__Aim__:
Print each of the following lines verbatim, with no changes.

__Data supplied__:
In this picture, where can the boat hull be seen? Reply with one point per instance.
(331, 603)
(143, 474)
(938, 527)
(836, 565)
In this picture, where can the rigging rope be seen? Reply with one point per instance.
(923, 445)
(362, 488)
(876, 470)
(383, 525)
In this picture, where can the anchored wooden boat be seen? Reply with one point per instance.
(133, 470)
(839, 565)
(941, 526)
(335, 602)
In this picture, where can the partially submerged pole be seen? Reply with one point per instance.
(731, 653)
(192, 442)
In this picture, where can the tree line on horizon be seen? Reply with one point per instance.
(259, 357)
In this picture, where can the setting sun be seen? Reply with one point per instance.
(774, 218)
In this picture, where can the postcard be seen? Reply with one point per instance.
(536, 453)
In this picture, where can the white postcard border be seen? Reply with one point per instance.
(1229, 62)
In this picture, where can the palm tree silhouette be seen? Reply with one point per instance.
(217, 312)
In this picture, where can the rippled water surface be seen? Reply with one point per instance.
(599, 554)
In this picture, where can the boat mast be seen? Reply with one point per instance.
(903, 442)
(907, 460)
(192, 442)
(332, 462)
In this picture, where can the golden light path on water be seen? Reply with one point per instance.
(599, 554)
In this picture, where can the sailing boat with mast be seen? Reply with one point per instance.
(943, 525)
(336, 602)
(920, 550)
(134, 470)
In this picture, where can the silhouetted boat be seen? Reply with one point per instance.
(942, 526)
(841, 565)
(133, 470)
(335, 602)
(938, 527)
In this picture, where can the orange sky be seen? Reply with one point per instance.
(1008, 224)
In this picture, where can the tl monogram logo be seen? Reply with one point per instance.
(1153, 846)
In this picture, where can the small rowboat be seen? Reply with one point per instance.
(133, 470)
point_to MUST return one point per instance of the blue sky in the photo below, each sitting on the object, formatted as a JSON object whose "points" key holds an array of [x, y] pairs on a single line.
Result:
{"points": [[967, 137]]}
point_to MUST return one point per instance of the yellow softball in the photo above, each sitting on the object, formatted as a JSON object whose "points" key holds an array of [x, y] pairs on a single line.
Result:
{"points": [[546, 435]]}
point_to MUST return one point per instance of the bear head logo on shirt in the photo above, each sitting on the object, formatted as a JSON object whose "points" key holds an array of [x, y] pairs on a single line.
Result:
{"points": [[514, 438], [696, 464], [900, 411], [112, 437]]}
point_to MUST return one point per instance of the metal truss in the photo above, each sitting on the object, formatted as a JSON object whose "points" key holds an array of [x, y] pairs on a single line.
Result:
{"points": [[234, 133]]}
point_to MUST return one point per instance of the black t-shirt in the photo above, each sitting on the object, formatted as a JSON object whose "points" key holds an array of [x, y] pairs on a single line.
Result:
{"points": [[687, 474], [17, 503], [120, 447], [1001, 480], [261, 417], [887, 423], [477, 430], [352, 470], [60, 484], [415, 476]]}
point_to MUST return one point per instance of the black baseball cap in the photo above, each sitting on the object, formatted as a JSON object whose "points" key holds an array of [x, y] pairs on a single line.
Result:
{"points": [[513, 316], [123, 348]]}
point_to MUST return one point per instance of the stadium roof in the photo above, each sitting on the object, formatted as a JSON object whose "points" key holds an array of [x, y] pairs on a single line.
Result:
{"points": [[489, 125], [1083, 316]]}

__Solution__:
In this picture, where can the boat hull be seen? Reply with one point per instance.
(331, 603)
(143, 474)
(938, 527)
(836, 565)
In this picture, where can the rigging rope be seen? Reply with one point per instance.
(923, 445)
(362, 488)
(876, 470)
(383, 525)
In this picture, where can the anchored wooden boat be seen? Reply with one point per instance.
(133, 470)
(839, 565)
(941, 526)
(335, 602)
In this picture, where can the partially submerged pole be seen? Reply with one point per instance.
(731, 653)
(192, 442)
In this picture, where can the tree line on horizon be seen? Reply with one point per instance.
(259, 357)
In this picture, where can the setting sun be seen? Reply with one point per instance.
(774, 218)
In this picture, where can the postcard be seen? Reply with one point per instance.
(536, 453)
In this picture, where can the white postcard border be seen? Reply with one point per instance.
(1229, 62)
In this picture, where can the palm tree silhouette be seen? Reply with one point per instance.
(217, 312)
In this picture, where can the rippled water surface be seen? Reply with one point per instance.
(599, 554)
In this picture, where can the boat mast be seen? Reply with one point per instance.
(903, 442)
(907, 460)
(192, 442)
(332, 462)
In this picture, where can the golden light path on water be seen? Reply with one point per instance.
(599, 554)
In this picture, where can the sailing boat with mast be seen? Reply with one point per instance.
(943, 525)
(336, 602)
(920, 550)
(134, 470)
In this picture, where can the silhouetted boat be seen? Reply with one point per instance.
(942, 526)
(841, 565)
(133, 470)
(335, 602)
(938, 527)
In this picture, where can the orange sky be seen? Reply with one point per instance.
(1008, 224)
In this picture, where can the tl monogram logo be seen? Reply with one point per instance.
(1153, 846)
In this picture, where can the small rowboat be seen? Reply with one point per instance.
(133, 470)
point_to MUST return one point per instance of the blue sky in the photo below, each sitting on the object, formatted as a JSON object whose "points" key holds an array of [x, y] pairs on a single line.
Result:
{"points": [[967, 137]]}
point_to MUST return one point per instance of the yellow softball in the photo above, each sitting on the object, formatted as a JSON object whose "points" key holds an array of [x, y] pairs on a single line.
Result:
{"points": [[546, 435]]}
point_to MUST return one point per instance of the bear head logo on shirt in the photo above, each sitting on the object, formatted as a JSON object whose "points" key holds an array of [x, y] pairs on a single line.
Result:
{"points": [[514, 438], [696, 464], [900, 411], [112, 437]]}
point_to MUST return one point per instance of the metal truss in the photo above, each sitting on the object, formatted as a JSON object whose "points" key holds an array of [x, y] pairs on a single line.
Result:
{"points": [[234, 133]]}
point_to MUST return one point per instance of the black t-shirt in the photo above, each sitting on the object, formatted as a JSON object whose "points" key holds an array of [x, y] pairs on a single line.
Result:
{"points": [[687, 474], [17, 503], [120, 447], [1001, 480], [261, 417], [887, 423], [477, 430], [352, 470], [60, 484], [415, 476]]}
point_to MUST return one point per instance of the black baseball cap in the photo above, each sitting on the object, formatted as a JSON object whose "points" key holds an array of [x, y] pairs on a single line.
Result:
{"points": [[513, 316], [123, 348]]}
point_to MUST return one point per instance of the stadium roof in the photo above, each sitting on the object, formatted as a JSON object whose "points" key holds an array of [x, y] pairs on a single line.
Result:
{"points": [[489, 125], [1083, 316]]}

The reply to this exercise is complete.